__What is expected__:
Return exactly the span of lines that opens with the line containing "Thank you for the photograph. Please indicate the eroded" and closes with the last line of the data, inclusive.
-- Start of Material for the task --
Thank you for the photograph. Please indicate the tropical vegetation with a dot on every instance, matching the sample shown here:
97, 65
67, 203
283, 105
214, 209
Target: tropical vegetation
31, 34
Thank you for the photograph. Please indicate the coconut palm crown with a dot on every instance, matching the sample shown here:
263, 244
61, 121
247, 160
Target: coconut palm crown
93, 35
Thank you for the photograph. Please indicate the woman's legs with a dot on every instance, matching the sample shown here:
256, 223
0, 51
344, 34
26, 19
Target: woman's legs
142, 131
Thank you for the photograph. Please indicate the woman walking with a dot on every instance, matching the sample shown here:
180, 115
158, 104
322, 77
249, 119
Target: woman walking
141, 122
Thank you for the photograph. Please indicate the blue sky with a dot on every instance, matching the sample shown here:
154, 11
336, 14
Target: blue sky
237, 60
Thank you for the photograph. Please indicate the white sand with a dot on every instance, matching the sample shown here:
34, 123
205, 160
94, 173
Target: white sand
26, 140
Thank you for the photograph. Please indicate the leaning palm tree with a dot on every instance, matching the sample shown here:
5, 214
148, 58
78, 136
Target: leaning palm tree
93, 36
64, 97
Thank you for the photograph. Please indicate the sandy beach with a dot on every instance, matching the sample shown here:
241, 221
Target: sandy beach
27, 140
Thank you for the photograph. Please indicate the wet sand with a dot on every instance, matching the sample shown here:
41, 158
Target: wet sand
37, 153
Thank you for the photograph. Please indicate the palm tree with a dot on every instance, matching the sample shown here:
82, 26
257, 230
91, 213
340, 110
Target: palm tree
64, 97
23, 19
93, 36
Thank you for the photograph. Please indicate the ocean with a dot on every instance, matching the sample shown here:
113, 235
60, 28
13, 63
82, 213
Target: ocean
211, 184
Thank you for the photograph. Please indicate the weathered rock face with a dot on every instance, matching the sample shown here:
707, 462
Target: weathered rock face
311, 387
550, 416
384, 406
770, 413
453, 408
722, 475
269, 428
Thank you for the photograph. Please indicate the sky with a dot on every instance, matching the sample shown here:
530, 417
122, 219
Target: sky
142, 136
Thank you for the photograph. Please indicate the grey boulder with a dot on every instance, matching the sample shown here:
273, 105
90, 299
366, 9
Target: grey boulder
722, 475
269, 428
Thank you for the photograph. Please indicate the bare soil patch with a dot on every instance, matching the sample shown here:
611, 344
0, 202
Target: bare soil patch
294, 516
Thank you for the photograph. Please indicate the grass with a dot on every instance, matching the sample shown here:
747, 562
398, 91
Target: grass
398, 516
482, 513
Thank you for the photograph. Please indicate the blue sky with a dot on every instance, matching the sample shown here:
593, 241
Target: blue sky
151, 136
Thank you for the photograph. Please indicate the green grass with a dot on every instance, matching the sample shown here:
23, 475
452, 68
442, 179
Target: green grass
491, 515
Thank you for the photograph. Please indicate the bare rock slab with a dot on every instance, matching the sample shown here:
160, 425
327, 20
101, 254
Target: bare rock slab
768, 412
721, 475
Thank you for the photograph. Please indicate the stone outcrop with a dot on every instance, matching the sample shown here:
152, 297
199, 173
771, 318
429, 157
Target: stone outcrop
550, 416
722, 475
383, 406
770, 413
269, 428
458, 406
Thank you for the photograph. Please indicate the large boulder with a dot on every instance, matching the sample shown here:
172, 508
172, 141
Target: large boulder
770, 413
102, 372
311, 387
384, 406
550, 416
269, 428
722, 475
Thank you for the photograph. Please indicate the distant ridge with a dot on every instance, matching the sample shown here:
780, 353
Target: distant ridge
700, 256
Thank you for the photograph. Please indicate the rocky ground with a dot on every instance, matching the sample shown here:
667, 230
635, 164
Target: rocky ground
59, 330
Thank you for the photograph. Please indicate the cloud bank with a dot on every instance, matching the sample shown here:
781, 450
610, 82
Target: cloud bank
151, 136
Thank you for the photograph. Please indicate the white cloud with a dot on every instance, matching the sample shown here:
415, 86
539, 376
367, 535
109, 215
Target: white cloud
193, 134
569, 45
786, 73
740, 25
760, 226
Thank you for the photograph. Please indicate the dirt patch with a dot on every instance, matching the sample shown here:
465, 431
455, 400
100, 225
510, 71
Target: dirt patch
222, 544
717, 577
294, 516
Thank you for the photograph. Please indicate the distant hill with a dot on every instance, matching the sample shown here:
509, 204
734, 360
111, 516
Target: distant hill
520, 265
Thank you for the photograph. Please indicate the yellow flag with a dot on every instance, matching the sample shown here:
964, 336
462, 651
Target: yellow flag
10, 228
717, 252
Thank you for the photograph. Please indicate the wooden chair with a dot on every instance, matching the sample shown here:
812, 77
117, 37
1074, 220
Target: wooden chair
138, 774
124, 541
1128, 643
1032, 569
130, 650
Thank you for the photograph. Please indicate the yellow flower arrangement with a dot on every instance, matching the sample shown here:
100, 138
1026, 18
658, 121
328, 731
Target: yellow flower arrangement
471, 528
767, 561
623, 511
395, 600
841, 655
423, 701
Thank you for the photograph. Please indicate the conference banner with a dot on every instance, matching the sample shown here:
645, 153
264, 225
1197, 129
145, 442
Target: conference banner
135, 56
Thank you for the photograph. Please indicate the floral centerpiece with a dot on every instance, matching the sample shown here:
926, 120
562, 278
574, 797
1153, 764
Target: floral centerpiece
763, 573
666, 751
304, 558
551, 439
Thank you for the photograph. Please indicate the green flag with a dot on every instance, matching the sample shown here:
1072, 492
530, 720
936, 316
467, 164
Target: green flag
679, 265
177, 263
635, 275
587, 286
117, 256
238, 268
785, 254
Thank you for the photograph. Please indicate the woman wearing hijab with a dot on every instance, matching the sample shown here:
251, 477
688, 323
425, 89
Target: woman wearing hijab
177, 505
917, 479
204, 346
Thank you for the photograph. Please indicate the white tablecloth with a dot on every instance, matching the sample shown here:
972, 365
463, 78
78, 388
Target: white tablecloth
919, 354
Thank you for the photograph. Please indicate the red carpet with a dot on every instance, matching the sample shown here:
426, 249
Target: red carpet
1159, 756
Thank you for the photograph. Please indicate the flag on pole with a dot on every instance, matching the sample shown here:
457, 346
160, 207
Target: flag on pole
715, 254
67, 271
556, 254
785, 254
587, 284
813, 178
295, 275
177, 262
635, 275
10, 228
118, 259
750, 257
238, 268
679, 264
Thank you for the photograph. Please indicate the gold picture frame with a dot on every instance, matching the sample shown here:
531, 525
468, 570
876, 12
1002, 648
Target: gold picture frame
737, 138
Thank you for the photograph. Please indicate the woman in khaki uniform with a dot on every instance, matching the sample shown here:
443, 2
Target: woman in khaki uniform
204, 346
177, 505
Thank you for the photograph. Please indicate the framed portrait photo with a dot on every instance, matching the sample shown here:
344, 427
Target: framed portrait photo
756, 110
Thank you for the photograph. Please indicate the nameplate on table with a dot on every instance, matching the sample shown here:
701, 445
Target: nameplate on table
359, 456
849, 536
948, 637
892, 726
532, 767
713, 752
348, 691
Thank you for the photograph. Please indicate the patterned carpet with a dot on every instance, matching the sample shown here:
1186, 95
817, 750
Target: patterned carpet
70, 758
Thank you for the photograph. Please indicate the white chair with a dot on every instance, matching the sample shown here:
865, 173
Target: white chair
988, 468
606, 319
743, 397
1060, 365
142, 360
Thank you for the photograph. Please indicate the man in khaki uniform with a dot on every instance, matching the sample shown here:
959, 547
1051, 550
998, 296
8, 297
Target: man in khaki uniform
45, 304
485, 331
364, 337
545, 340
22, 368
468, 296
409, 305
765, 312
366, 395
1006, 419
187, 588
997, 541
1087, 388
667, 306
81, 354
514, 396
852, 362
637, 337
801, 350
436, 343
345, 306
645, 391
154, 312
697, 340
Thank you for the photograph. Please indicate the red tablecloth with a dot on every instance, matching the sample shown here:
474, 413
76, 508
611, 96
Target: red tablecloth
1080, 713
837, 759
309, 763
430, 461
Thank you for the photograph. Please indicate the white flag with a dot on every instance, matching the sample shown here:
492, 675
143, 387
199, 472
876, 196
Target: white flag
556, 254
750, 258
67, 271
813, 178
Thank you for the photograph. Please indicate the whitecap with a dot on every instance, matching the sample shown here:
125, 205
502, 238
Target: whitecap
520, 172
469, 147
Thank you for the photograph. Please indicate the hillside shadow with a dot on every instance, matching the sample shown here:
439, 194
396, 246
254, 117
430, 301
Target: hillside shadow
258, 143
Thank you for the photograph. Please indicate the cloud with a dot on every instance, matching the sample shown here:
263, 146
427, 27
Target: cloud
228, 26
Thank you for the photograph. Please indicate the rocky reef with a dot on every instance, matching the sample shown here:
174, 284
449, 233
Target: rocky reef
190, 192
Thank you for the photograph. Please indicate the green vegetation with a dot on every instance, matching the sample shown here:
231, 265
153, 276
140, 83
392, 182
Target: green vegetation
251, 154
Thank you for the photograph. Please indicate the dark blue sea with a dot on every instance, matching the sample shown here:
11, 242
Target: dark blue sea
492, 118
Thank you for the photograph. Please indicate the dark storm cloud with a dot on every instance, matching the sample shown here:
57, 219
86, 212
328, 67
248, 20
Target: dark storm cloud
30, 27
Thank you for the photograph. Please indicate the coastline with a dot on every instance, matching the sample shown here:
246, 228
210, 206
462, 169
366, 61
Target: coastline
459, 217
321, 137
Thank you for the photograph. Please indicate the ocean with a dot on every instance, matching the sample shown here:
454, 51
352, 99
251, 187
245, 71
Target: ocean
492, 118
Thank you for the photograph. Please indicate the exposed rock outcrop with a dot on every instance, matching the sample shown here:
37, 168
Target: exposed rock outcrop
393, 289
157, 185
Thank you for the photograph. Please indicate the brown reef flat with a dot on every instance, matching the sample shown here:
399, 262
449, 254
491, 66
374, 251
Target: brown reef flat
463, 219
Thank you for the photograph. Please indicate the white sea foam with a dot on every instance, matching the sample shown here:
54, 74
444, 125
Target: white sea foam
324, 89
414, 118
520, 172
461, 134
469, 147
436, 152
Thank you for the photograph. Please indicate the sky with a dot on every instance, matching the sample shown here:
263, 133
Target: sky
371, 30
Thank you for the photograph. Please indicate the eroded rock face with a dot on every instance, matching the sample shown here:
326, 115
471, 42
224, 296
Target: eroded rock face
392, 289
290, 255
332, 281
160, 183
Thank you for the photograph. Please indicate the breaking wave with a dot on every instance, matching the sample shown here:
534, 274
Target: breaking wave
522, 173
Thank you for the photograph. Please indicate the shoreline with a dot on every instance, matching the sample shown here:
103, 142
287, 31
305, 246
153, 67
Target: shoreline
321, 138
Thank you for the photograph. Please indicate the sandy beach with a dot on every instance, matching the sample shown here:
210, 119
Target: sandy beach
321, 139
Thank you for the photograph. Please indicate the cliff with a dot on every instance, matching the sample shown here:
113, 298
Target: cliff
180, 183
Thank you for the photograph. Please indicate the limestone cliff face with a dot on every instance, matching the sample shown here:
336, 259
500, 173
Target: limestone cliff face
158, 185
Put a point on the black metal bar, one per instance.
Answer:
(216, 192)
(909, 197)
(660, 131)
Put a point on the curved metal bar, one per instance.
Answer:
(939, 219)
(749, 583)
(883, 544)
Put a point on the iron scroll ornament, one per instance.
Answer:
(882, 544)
-- End of Material for the task --
__Answer to the exercise__:
Thank you for the photograph. Please indicate the eroded rock face with a dot on every instance, matching the sample shown here:
326, 115
471, 42
224, 296
Target: eroded rock face
392, 289
290, 255
332, 281
160, 183
Thank you for the photograph. Please indicate the breaking wave with a dot on every instance, matching the sample shown here:
534, 274
Target: breaking wave
522, 173
Thank you for the photograph. Please indicate the shoreline with a dot on every instance, matching the sample shown here:
103, 142
287, 31
305, 246
153, 67
Target: shoreline
321, 138
Thank you for the photograph. Please indicate the sandy beach with a dot on every instance, matching the sample shown here:
210, 119
Target: sandy beach
321, 139
Thank you for the photograph. Please indicate the cliff with a dot on every instance, matching the sample shown here:
113, 298
Target: cliff
180, 183
Thank you for the photograph. Please indicate the limestone cliff face with a dot on every instance, matching the sample shown here:
336, 259
500, 173
Target: limestone cliff face
158, 185
Put a point on the black metal bar, one per instance.
Answer:
(216, 192)
(909, 197)
(660, 131)
Put a point on the curved metal bar, one per instance.
Answer:
(939, 219)
(749, 583)
(883, 544)
Put a point on the iron scroll ornament, one per instance.
Answer:
(882, 544)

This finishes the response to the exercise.